start Document section
By Shannon Santschi
When looking over the work and legacies of United States Supreme Court Justices Clarence Thomas and Thurgood Marshall (deceased), one would be hard-pressed to find men of more legally divergent views. But upon closer examination, it is noteworthy that these scholars have held many things in common in regards to their personal experiences, the value they placed on hard work, and their motivations as attorneys and judges. While their jurisprudence is dissimilar, both Marshall and Thomas in their respective generations, have helped advance justice and affirm individual liberties in America.
Clarence Thomas’ story begins June 23, 1948, in the forgotten corner of Pinpoint, Georgia, an impoverished village outside of Savannah. His parents, M.C. Thomas and Leola (Anderson) Williams spoke Gullah–a mixture of African and English languages.
When Thomas was two, his father abandoned them, and when a fire destroyed their shack, Leola moved her family to the city. In My Grandfather’s Son, Thomas writes that they’d moved from the “safety and cleanliness of rural poverty…to the foulest kind of urban squalor.” Crowded in a tenement village, raw sewage ran freely through the yard creating “a gross wetness” everywhere.
end Document section
Written instruction 1:
Put the stored records into a two-column CSV with the headers instruction and answer, one row per request, placing each request's text and its answer in a single quoted field with line breaks replaced by spaces. Leave the pictures out.
The text and the records have no connection to each other.
start Stored data
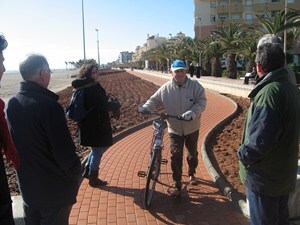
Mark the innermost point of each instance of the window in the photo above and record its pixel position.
(236, 16)
(248, 16)
(212, 4)
(249, 2)
(213, 19)
(273, 13)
end Stored data
Written instruction 2:
Duplicate the entire essay on Justices Clarence Thomas and Thurgood Marshall word for word.

Task result 1:
instruction,answer
"Mark the innermost point of each instance of the window in the photo above and record its pixel position.","(236, 16) (248, 16) (212, 4) (249, 2) (213, 19) (273, 13)"

Task result 2:
By Shannon Santschi
When looking over the work and legacies of United States Supreme Court Justices Clarence Thomas and Thurgood Marshall (deceased), one would be hard-pressed to find men of more legally divergent views. But upon closer examination, it is noteworthy that these scholars have held many things in common in regards to their personal experiences, the value they placed on hard work, and their motivations as attorneys and judges. While their jurisprudence is dissimilar, both Marshall and Thomas in their respective generations, have helped advance justice and affirm individual liberties in America.
Clarence Thomas’ story begins June 23, 1948, in the forgotten corner of Pinpoint, Georgia, an impoverished village outside of Savannah. His parents, M.C. Thomas and Leola (Anderson) Williams spoke Gullah–a mixture of African and English languages.
When Thomas was two, his father abandoned them, and when a fire destroyed their shack, Leola moved her family to the city. In My Grandfather’s Son, Thomas writes that they’d moved from the “safety and cleanliness of rural poverty…to the foulest kind of urban squalor.” Crowded in a tenement village, raw sewage ran freely through the yard creating “a gross wetness” everywhere.